▶ [CONSIGNE A]
Recopiez tout le passage du texte sur les combats dans l'est de la RDC, depuis « Dans l’est de » jusqu'à « socialiste, aujourd’hui député. ».
▶ [CONSIGNE B]
Poursuivez le texte sur les combats dans l'est de la RDC à partir de l'endroit où il s'arrête.

▶ [EXTRAIT]
----------------------------------------
Dans l’est de la République démocratique du Congo (RDC), les combats ont repris hier dans le Sud-Kivu après plusieurs jours d’accalmie. La communauté internationale a toujours du mal à faire entendre sa voix et à faire stopper les hostilités. Comment y parvenir ? Dans ce dossier, la France a-t-elle raison de continuer à discuter avec les deux pays ou doit-elle s’aligner sur la position congolaise ? Autant de questions posées à François Hollande, l’ancien président socialiste, aujourd’hui député.

RFI : Quel regard portez-vous sur la situation dans l'est de la RDC ?
----------------------------------------
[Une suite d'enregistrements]
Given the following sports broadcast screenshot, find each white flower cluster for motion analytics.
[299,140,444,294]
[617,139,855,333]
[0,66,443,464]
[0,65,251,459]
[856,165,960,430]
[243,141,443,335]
----------------------------------------
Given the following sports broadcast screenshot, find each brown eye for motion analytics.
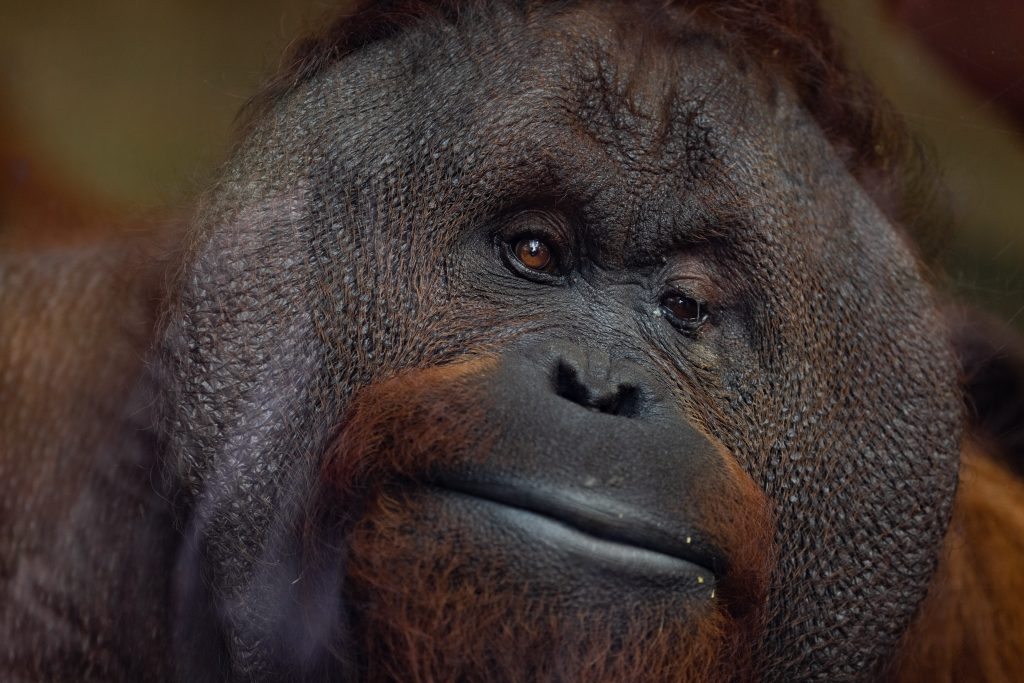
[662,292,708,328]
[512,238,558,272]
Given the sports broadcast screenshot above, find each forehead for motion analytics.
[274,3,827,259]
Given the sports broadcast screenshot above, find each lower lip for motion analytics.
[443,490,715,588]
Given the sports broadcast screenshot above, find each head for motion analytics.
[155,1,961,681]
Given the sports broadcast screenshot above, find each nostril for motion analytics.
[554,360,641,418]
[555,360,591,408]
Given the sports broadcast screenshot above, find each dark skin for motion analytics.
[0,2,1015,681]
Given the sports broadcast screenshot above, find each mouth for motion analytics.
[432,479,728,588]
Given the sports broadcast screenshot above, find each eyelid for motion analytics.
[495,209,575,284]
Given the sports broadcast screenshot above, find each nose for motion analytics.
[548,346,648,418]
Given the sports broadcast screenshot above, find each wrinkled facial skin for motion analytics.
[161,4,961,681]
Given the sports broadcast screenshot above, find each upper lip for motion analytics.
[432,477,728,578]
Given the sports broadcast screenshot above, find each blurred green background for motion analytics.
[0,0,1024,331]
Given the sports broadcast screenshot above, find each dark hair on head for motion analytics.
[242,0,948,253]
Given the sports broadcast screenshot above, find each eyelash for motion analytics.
----------------------------------------
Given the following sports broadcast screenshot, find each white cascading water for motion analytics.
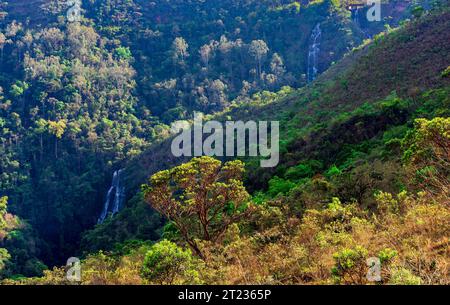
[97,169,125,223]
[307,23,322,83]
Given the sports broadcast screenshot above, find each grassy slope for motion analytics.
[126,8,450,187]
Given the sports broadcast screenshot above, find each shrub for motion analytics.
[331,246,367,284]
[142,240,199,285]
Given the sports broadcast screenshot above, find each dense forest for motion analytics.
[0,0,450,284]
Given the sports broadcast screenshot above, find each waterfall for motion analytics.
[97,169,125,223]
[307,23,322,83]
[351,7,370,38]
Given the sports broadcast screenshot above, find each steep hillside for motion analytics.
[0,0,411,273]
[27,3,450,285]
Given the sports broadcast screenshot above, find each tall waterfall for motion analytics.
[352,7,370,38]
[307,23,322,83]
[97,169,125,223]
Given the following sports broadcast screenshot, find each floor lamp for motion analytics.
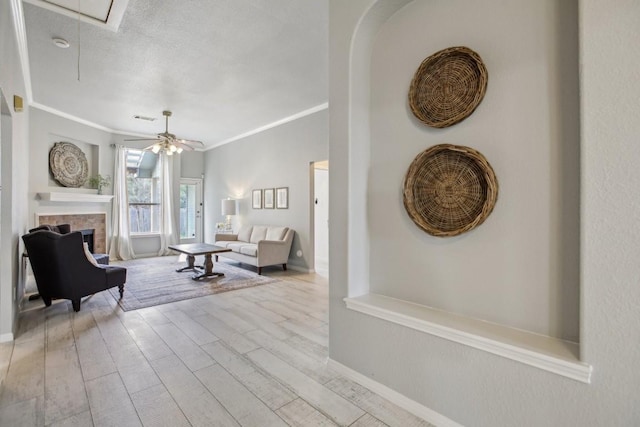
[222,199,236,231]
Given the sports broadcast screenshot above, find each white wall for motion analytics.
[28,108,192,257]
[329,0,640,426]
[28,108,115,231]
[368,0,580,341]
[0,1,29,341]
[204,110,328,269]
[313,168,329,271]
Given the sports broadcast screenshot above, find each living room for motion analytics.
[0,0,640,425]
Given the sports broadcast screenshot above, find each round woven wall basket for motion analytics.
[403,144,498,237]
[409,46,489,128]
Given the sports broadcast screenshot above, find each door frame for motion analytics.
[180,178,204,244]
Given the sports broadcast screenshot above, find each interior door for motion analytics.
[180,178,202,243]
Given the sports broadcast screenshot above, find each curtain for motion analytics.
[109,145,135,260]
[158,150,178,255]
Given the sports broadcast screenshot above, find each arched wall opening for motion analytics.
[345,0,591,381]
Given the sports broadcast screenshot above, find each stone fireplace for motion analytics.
----------------------------------------
▶ [RÉSULTAT OBTENU A]
Dans l’est de la République démocratique du Congo (RDC), les combats ont repris hier dans le Sud-Kivu après plusieurs jours d’accalmie. La communauté internationale a toujours du mal à faire entendre sa voix et à faire stopper les hostilités. Comment y parvenir ? Dans ce dossier, la France a-t-elle raison de continuer à discuter avec les deux pays ou doit-elle s’aligner sur la position congolaise ? Autant de questions posées à François Hollande, l’ancien président socialiste, aujourd’hui député.

▶ [RÉSULTAT OBTENU B]
François Hollande : Je porte un regard à la fois attristé, et d'une certaine façon, révolté. Car c'est un conflit qui est tout à fait grave dans ses conséquences, avec des vies humaines, des civils, aussi des forces congolaises qui sont attaquées. Et c'est aussi sans réaction de la part de la communauté internationale au niveau qui serait nécessaire. Car nous voyons bien que, aujourd'hui, même si le Secrétaire général des Nations unies a pris position, même s’il y a eu des déclarations de tel ou tel gouvernement, ce n'est pas à la hauteur de l'agression dont la République démocratique du Congo est la victime de la part du Rwanda, pour parler tout à fait clairement. Car derrière le M23, c'est le Rwanda qui est en cause.

Que devrait faire alors la communauté internationale selon vous ?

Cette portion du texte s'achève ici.